[GOAL] Could you render every line of the material below as a Markdown table, with a "Row" column for the running number and a "Line" column for the text, leaving out any blank lines?

[SUPPLIED MATERIAL]
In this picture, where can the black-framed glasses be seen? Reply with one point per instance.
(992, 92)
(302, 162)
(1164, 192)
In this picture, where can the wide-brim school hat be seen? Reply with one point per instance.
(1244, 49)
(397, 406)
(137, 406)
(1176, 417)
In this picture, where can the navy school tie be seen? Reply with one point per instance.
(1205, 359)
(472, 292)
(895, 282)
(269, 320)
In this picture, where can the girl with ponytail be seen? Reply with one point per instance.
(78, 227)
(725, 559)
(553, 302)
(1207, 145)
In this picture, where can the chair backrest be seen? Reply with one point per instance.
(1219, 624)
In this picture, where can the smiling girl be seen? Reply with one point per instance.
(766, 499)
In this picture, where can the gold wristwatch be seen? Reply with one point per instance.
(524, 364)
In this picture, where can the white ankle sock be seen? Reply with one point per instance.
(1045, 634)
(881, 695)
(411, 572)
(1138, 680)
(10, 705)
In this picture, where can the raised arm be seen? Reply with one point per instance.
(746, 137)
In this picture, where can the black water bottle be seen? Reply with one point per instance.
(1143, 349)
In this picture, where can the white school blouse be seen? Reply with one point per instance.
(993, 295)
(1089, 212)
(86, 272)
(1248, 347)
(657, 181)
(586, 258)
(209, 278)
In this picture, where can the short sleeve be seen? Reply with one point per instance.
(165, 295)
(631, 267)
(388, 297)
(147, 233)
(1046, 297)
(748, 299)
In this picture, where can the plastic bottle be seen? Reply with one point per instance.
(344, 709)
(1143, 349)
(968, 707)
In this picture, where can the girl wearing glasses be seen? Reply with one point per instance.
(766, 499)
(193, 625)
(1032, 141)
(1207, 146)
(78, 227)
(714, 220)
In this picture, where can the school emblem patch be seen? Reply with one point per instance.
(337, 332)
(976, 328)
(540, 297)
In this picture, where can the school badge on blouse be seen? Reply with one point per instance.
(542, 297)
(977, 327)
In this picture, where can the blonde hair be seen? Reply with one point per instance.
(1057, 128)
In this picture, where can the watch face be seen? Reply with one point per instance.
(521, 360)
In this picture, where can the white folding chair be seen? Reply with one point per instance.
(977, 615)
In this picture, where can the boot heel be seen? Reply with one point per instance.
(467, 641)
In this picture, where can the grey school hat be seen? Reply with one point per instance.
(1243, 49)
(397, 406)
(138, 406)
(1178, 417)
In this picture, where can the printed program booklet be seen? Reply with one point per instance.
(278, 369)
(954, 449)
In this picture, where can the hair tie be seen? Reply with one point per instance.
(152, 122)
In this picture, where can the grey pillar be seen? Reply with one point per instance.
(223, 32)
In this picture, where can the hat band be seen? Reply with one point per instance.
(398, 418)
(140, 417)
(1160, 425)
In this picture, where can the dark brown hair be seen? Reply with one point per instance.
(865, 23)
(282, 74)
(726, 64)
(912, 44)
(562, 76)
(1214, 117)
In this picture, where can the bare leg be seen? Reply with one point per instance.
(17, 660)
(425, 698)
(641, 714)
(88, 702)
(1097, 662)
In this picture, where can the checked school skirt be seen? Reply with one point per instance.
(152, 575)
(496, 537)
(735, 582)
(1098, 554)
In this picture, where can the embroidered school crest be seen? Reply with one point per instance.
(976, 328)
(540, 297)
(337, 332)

[FULL ANSWER]
| Row | Line |
|---|---|
| 1 | In this picture, where can the black-framed glasses be seen? Reply with one point per instance. |
| 2 | (992, 92) |
| 3 | (302, 162) |
| 4 | (1164, 192) |
| 5 | In this picture, where can the wide-brim school hat be seen? Reply with one point per instance. |
| 6 | (1244, 49) |
| 7 | (397, 406) |
| 8 | (137, 406) |
| 9 | (1176, 417) |
| 10 | In this picture, where can the navy school tie be seen? Reply with one point per instance. |
| 11 | (1205, 359) |
| 12 | (472, 292) |
| 13 | (895, 282) |
| 14 | (269, 320) |
| 15 | In this picture, where can the girl with ponytail be seen? Reply with one point per instance. |
| 16 | (78, 227) |
| 17 | (725, 559) |
| 18 | (553, 302) |
| 19 | (1207, 145) |
| 20 | In this picture, where can the chair backrest be seen? Reply with one point per instance. |
| 21 | (1219, 624) |
| 22 | In this picture, where can the smiling girl be seen? Reply with one point per instance. |
| 23 | (766, 499) |
| 24 | In this picture, where can the gold wristwatch be seen? Reply with one point per instance. |
| 25 | (524, 364) |
| 26 | In this picture, where can the white ankle sock be seen? Reply with one point per instance. |
| 27 | (1045, 634) |
| 28 | (881, 695) |
| 29 | (411, 572) |
| 30 | (1138, 680) |
| 31 | (10, 705) |
| 32 | In this picture, where can the raised arm be seen? Reply with one point per instance. |
| 33 | (746, 137) |
| 34 | In this picture, where can the black water bottle be seen? Reply with one point per instance. |
| 35 | (1143, 349) |
| 36 | In this picture, where can the white school blouse be seen? Reply with one point per instance. |
| 37 | (993, 295) |
| 38 | (1089, 212) |
| 39 | (86, 272) |
| 40 | (1248, 347) |
| 41 | (657, 181) |
| 42 | (586, 258) |
| 43 | (209, 278) |
| 44 | In this picture, where can the short sleeve be seen? Reply with one point per instance. |
| 45 | (165, 295) |
| 46 | (631, 267) |
| 47 | (388, 297) |
| 48 | (147, 233) |
| 49 | (1046, 297) |
| 50 | (748, 299) |
| 51 | In this picture, where can the plastic bottle be seen? Reply with one point per instance. |
| 52 | (344, 709) |
| 53 | (1143, 349) |
| 54 | (968, 707) |
| 55 | In this picture, where can the girl wearing glasses be seen? Reply with one point per instance. |
| 56 | (766, 499) |
| 57 | (193, 625) |
| 58 | (1032, 141) |
| 59 | (1207, 146) |
| 60 | (78, 227) |
| 61 | (714, 220) |
| 62 | In this picture, where can the school emblem patch be seen? Reply with one point per instance. |
| 63 | (337, 332) |
| 64 | (976, 328) |
| 65 | (540, 297) |
| 66 | In this picture, where can the school badge on blouse be seen? Reply with one point per instance. |
| 67 | (542, 297) |
| 68 | (977, 327) |
| 69 | In this picture, where can the blonde hair be seen? Reply with one point per instance. |
| 70 | (1057, 128) |
| 71 | In this picture, where can the watch face be seen? Reply with one point per instance. |
| 72 | (521, 360) |
| 73 | In this picture, where can the white folding chair be seen? Reply with one point per instance. |
| 74 | (977, 615) |
| 75 | In this picture, where can the boot heel be seen? Reply with one point per instance. |
| 76 | (467, 641) |
| 77 | In this picture, where can the grey school hat be seen? Reply with one point per instance. |
| 78 | (1243, 49) |
| 79 | (397, 406) |
| 80 | (138, 406) |
| 81 | (1178, 417) |
| 82 | In this picture, where can the printed program booklet be seen? Reply with one point per instance. |
| 83 | (278, 369) |
| 84 | (954, 449) |
| 85 | In this picture, where can the hair tie be seen? Reply with one point per instance. |
| 86 | (152, 122) |
| 87 | In this picture, where can the grey pillar be seen? Reply with one point per instance. |
| 88 | (223, 32) |
| 89 | In this picture, where can the hat band be seen? Reply with one point per instance. |
| 90 | (398, 418) |
| 91 | (140, 417) |
| 92 | (1160, 425) |
| 93 | In this picture, where can the dark brown hair be seen? Reply with one point per instance. |
| 94 | (865, 23) |
| 95 | (282, 74) |
| 96 | (726, 64) |
| 97 | (912, 44) |
| 98 | (562, 76) |
| 99 | (1214, 117) |
| 100 | In this picture, where can the bare leg be seen? Reply with one point per instance. |
| 101 | (17, 660) |
| 102 | (425, 698) |
| 103 | (641, 714) |
| 104 | (88, 702) |
| 105 | (1097, 662) |
| 106 | In this picture, where can the checked school skirt be seen? Reply with one point per instance. |
| 107 | (152, 575) |
| 108 | (496, 537) |
| 109 | (735, 582) |
| 110 | (1098, 554) |
| 111 | In this picture, where can the embroidered school crest be seen? Reply with one point per instance. |
| 112 | (976, 328) |
| 113 | (540, 297) |
| 114 | (337, 332) |